**Extracted records:**
▼

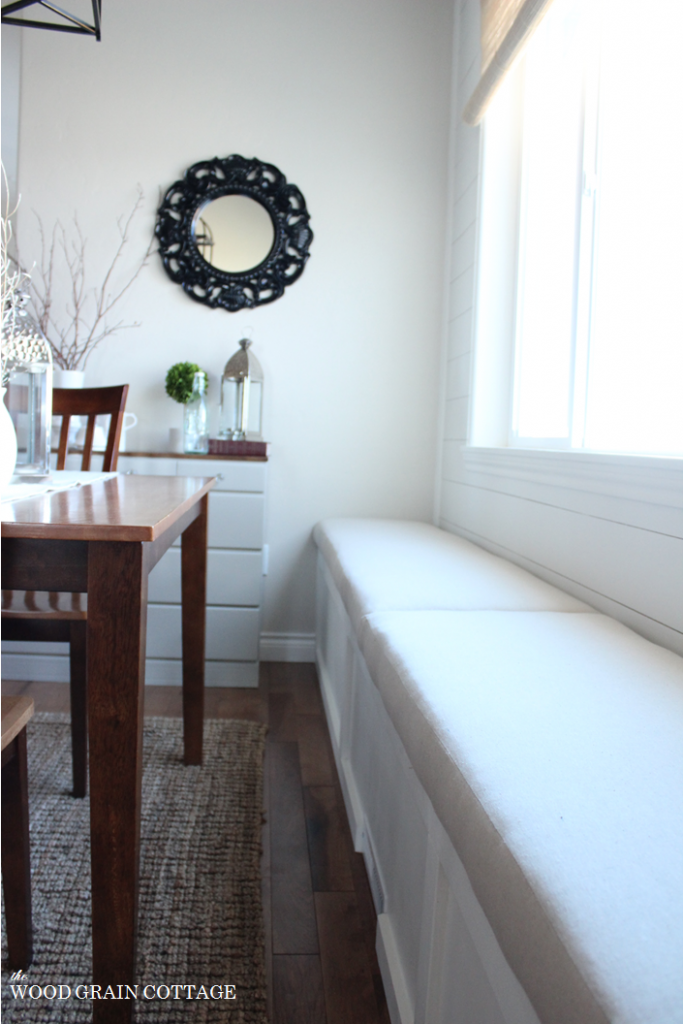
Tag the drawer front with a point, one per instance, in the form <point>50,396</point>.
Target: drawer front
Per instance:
<point>231,634</point>
<point>148,467</point>
<point>236,520</point>
<point>232,578</point>
<point>229,475</point>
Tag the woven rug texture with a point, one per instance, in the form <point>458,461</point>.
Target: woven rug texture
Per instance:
<point>200,921</point>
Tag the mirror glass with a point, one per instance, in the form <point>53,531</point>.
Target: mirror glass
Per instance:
<point>233,233</point>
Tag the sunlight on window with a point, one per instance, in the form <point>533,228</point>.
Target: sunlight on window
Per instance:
<point>599,321</point>
<point>551,179</point>
<point>635,399</point>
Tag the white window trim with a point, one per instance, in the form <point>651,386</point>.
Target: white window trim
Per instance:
<point>654,479</point>
<point>657,480</point>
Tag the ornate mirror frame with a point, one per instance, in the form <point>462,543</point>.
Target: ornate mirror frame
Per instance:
<point>201,184</point>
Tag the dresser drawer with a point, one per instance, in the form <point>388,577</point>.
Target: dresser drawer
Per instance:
<point>231,634</point>
<point>229,475</point>
<point>150,467</point>
<point>232,578</point>
<point>236,520</point>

▲

**Stated task:**
Reproduce the stretch of data from the line that contains "Tag the mirror" through the line that contains "<point>635,399</point>", with both of those lines included.

**Worked solution:**
Tag the mirror glass with a point, one per instance, in the form <point>53,531</point>.
Target: mirror glass
Per instance:
<point>233,233</point>
Tag the sunlight on window with a point, one per instance, in the form <point>533,228</point>.
Target: sunlight on window
Per instance:
<point>599,321</point>
<point>551,179</point>
<point>635,399</point>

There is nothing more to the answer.